### [PAGE TEXT]
Atherosclerotic plaques also contain cellular debris and, in advanced plaques, calcium deposits (in the form of hydroxyapatite) are often present. The plaque contents are highly thrombogenic and so are separated from the circulating blood by a fibrous cap, composed mainly of vascular smooth muscle cells and extracellular matrix proteins such as collagen, which are synthesized by these cells.
The exact cause of atherosclerosis remains unknown, but the initial process - termed 'atherogenesis' - involves the transmigration of monocytes/macrophages across the endothelium into the intima, where they scavenge oxidized lipid (ox-LDL), forming lipid-laden 'foam cells'. Expression of adhesion molecules by endothelial cells promotes this transmigration. Foam cells undergo apoptosis, forming a lipid-rich core within the developing plaque. The formation of a plaque within the arterial wall triggers an inflammatory response, propagated by the secretion of growth factors and chemokines by resident plaque cells.
Circulating macrophages, recruited to the atherosclerotic plaque through chemotaxis, are a major source of matrix metalloproteinases (MMPs) - zinc-dependent enzymes that degrade the fibrous cap, predisposing the plaque to rupture. MMPs may also degrade the elastic laminae between layers of the arterial wall, facilitating the migration of smooth muscle cells from the tunica media to the fibrous cap, thus helping strengthen it.
A thick smooth muscle-cell rich fibrous cap with a small lipid core is characteristic of a 'stable' plaque, that is, one which is less likely to rupture. Plaques with a thin fibrous cap and a large, necrotic lipid core are termed 'unstable' or 'vulnerable' plaques and are more susceptible to rupture. Any defect in the fibrous cap exposes the thrombogenic plaque contents to the circulating blood, triggering thrombosis. Ninety percent of these plaque ruptures are clinically silent, yet the remaining proportion trigger myocardial infarction or stroke, and can be fatal.

### [INFORMATION]
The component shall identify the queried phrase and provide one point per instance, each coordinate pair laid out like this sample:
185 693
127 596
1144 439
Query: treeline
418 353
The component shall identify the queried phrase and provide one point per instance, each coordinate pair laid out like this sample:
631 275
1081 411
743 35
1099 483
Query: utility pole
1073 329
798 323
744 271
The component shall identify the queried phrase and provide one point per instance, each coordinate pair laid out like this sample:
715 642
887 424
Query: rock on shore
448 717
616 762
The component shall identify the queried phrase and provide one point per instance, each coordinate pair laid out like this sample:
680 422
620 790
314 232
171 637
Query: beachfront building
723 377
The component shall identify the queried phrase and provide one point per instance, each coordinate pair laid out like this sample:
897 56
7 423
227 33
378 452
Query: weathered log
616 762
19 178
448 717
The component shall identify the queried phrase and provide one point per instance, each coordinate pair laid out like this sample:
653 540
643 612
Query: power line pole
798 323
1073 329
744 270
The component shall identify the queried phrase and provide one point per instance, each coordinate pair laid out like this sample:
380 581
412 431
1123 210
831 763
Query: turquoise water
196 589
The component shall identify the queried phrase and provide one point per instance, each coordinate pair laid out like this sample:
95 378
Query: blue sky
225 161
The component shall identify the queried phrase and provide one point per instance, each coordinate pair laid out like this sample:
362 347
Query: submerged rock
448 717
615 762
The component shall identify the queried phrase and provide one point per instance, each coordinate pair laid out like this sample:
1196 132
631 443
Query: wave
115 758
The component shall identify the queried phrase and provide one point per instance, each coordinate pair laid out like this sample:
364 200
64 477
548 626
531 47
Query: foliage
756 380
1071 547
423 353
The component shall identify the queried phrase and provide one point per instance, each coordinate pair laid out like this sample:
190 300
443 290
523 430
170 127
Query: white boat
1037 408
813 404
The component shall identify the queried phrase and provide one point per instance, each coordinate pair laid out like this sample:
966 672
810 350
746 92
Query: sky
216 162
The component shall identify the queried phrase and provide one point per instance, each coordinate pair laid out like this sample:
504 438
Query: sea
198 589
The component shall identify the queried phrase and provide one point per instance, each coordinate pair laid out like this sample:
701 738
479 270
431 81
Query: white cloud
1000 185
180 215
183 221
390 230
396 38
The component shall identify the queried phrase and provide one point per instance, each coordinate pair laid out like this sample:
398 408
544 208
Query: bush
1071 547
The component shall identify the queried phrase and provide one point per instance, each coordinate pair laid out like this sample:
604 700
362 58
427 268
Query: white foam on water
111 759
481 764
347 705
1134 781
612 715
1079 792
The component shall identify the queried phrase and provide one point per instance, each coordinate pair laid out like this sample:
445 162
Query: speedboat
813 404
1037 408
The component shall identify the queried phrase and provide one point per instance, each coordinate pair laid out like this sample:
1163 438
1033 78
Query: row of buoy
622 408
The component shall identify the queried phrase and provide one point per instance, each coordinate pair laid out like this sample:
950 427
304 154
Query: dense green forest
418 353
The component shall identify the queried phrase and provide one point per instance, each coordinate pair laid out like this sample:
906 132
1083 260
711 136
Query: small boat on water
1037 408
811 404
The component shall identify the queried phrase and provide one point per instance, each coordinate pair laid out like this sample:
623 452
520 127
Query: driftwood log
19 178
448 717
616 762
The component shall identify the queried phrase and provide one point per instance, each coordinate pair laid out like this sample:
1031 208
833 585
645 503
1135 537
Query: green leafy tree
...
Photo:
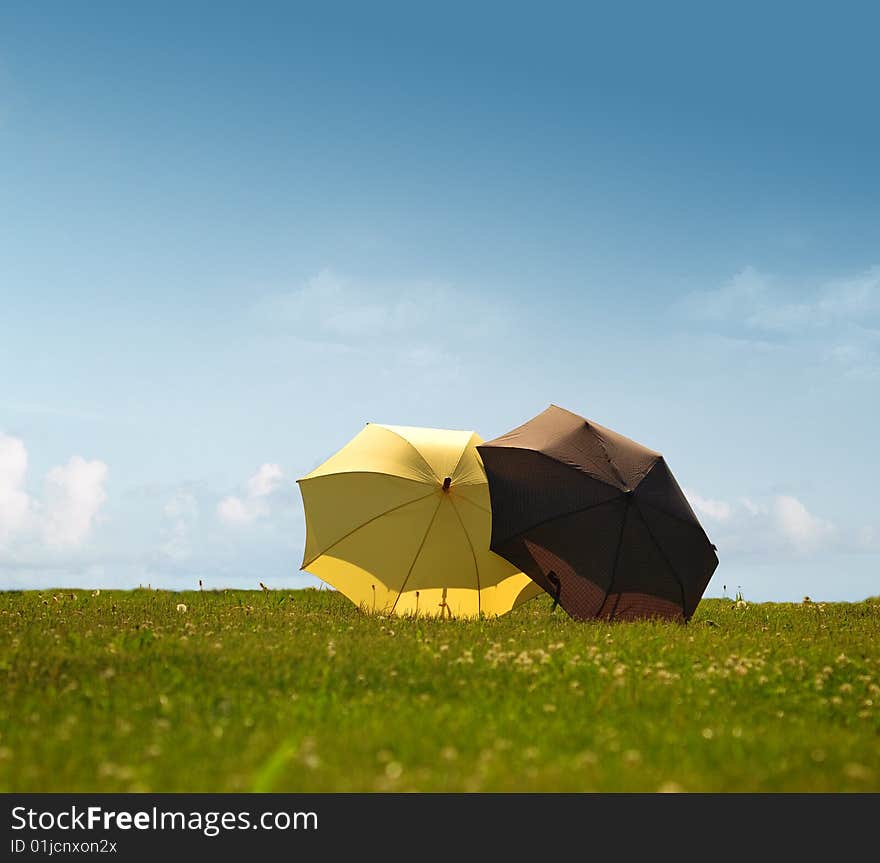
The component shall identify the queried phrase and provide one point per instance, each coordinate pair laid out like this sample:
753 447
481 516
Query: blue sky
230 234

### [EXERCISE REQUIREMENTS]
Continue the passage on atherosclerotic plaques from its last sentence.

### [ANSWER FOR THE TASK]
In addition to the recruitment of macrophages within an atherosclerotic plaque, other immune mediators are also present during atherosclerosis. The expression of a number of pro-atherogenic cytokines, including interleukin (IL)-1 and IL-6, are known to be upregulated in atherosclerotic plaques, and therefore targeting the receptors of these cytokines may hinder the progression of atherosclerosis. Whilst activation of the immune response within an atherosclerotic plaque may be detrimental, driving the progression and eventual rupture of a plaque, it may equally be beneficial in resolving the inflammation and clearing necrotic foam cells from the core of the plaque. Therefore, targeting the immune response in atherosclerosis may be a 'double-edged sword'.
Current therapeutics in atherosclerosis predominantly aim to reduce blood cholesterol, thereby limiting the expansion of an atherosclerotic plaque. Aside from lipid-lowering, a further potential avenue in the treatment of atherosclerosis is the coagulation cascade since it is the formation of an occlusive thrombus, not plaque rupture per se, which triggers the pathologies associated with atherosclerosis. Potential targets within the coagulation cascade include thrombin, urokinase plasminogen activator (uPA) and tissue plasminogen activator (tPA). Other mediators involved in platelet activation are also potential therapeutic targets in the prevention and treatment of atherothrombosis.